Somehow I ended up with a copy of the US edition - I am not sure how far this differs from a UK edition other than in the inevitable spelling and vocabulary in a few places. The book itself is well presented, although perhaps a few more photographs might have been welcome. My copy looks as though the pages were originally uncut - whether that has any significance I don't know.
The book details Gielgud's career in great and careful detail. I was only lucky enough to see him on stage once - at Chichester Festival Theatre in [so the book reminds me] July 1971 [coincidentally the exact time I left school for good] as Caesar in Shaw's Caesar and Cleopatra. The book also reminds me that Cleopatra was played by Anna Calder-Marshall - I had always remembered this as Amanda Barrie, but I am sure that the book must be correct
I have huge respect for Sheridan Morley as a writer and chronicler of the theatre, but on this occasion feel that his subject somehow eluded him
Very good, a trawl through the life of the Best (not greatest) though I think Sir John would prefer it that way. One tiny complaint, not enough focus on his Gaffes!!
This is an exhaustively thorough book! It has hidden in here a fascinating story of an actor brilliant at many genres (Shakespeare, Restoration, modern farce). However, Gielgud became famous playing fops. (He'd often compete with Noel Coward and Ivor Novello for the same roles.) Yet, he also had to navigate or hide his homosexuality for years and years on end. Scandal wrecked his career for years; he had to keep working to reinstate his deserved reputation.
============================================================
Jobs:
• A. According to the Gielgud book reviews, who played Cleopatra opposite Gielgud's Caesar at Chichester Festival Theatre in July 1971?
• B. Resume the Gielgud book reviews from their final sentence and carry them further.
The data that comes next isn't needed.

Source excerpt:
============================================================
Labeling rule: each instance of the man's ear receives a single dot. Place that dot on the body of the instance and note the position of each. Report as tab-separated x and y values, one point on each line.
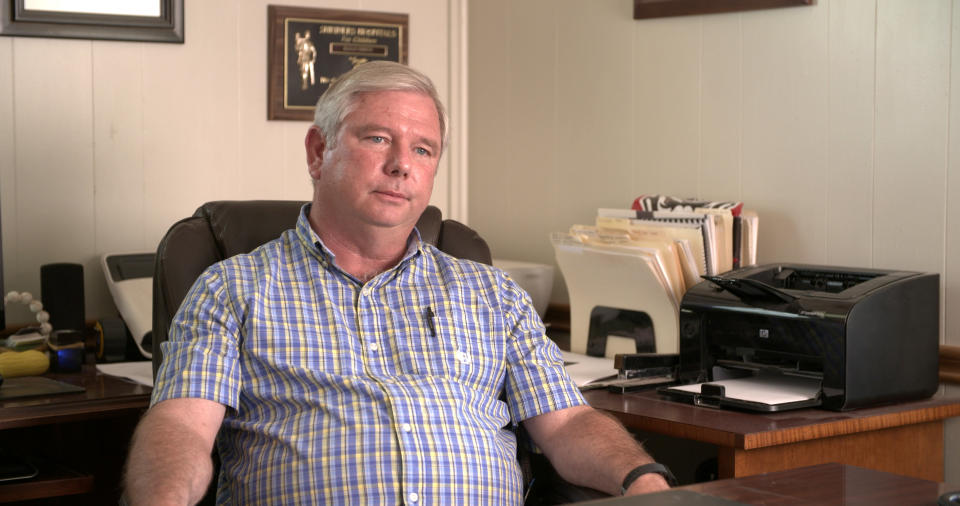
316	144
============================================================
Answers to the tasks:
• A. Anna Calder-Marshall.

• B.
Three stars? Yes. There probably is a better book by being more brief with Gielgud's exhaustively long resume and concentrating on the larger themes. In fact, many of his productions could've been gleaned from the chronology. Then, the author could just get to how Gielgud's life changed, how his acting changed, how he fought for roles, how his acting revolutionized others' approaches, his homosexuality, the scandals, the years of struggle, his family, his personal and working relations. We don't really need a couple pages every time Gielgud accepted a touring role out to West Swampy Shropshire-Heresford, unless he had to because of the other stuff. Get to the big stuff.
Always loved Johns acting within the shakespeare boundaries, still a classical actor from the 50s onwards to modern era before his passing, a great read and revealing in parts into early his youth days and his aspiring acting path.
I found this hard going. It was merely a catalogue of the productions he had either appeared in or directed. Like so many books by or about famous actors this book was a trifle boring.